• [TEXTE DE LA PAGE]:
*****
C’est toute une génération, 860 037 candidats, qui affronte les épreuves du brevet les 28 et 29 juin. Jusqu’au bout JM Blanquer a défendu le maintien de l’examen sans changement. Paradoxe : le brevet est l’examen le plus flou, celui pour lequel le ministère n’a pas su choisir entre contrôle continu et épreuves finales. C’est le moins utile de tous les diplômes. Et c’est aussi le moins accessible à ceux qui ne prétendent pas poursuivre au-delà du collège. Bonne chance aux candidats !
Un mode de calcul compliqué
Le brevet récompense t-il une année de travail ou la réussite à des épreuves finales ? Le mode de calcul particulièrement compliqué de cet examen donne à penser que le brevet se joue surtout avant les épreuves finales. Mais que les épreuves finales comptent quand même ! Le ministère n’a pas réussi à choisir entre un brevet qui ne serait que l’évaluation du socle commun de compétences et un examen final. Il a brassé les deux. Ce qui donne naissance à un monstre.
*****
Enregistrements de données
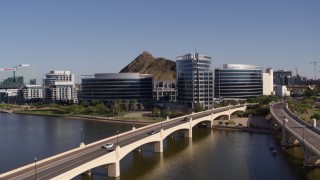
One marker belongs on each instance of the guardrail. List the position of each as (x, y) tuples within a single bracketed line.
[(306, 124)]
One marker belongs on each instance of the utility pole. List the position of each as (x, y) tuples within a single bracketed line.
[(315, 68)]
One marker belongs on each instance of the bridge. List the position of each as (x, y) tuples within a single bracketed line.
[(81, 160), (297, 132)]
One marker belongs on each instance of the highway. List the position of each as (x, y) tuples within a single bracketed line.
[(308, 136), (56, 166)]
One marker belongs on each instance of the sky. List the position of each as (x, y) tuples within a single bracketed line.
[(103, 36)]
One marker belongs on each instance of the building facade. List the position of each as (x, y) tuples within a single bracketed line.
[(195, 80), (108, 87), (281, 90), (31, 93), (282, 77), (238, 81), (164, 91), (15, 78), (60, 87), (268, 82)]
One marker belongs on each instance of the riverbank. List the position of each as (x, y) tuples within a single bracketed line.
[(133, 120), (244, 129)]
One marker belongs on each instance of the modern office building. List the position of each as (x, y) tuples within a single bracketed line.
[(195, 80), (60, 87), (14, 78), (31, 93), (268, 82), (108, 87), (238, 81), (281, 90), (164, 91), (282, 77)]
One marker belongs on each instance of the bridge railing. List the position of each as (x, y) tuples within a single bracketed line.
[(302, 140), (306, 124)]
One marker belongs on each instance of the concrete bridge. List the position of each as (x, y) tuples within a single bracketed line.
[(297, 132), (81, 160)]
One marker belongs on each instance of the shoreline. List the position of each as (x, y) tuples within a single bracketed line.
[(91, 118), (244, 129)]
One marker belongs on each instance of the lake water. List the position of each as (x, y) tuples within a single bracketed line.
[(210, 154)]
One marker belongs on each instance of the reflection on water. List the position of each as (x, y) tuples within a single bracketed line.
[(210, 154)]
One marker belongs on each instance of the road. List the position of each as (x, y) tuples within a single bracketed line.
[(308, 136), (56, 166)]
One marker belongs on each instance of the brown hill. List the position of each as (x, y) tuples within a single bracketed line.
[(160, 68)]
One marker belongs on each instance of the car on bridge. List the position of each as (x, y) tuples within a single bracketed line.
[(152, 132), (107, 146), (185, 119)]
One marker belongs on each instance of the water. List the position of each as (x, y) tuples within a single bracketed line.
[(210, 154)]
*****
• [CONSIGNES]:
1. Relevez, dans le texte sur le brevet, toutes les expressions au superlatif qui décrivent cet examen.
2. Recopiez à l'identique le passage du texte sur le brevet qui commence par « C’est toute une » et va jusqu'à « aux candidats ! ».

• [RÉPONSES ÉCRITES]:
1.
- l'examen le plus flou
- le moins utile de tous les diplômes
- le moins accessible

2.
C’est toute une génération, 860 037 candidats, qui affronte les épreuves du brevet les 28 et 29 juin. Jusqu’au bout JM Blanquer a défendu le maintien de l’examen sans changement. Paradoxe : le brevet est l’examen le plus flou, celui pour lequel le ministère n’a pas su choisir entre contrôle continu et épreuves finales. C’est le moins utile de tous les diplômes. Et c’est aussi le moins accessible à ceux qui ne prétendent pas poursuivre au-delà du collège. Bonne chance aux candidats !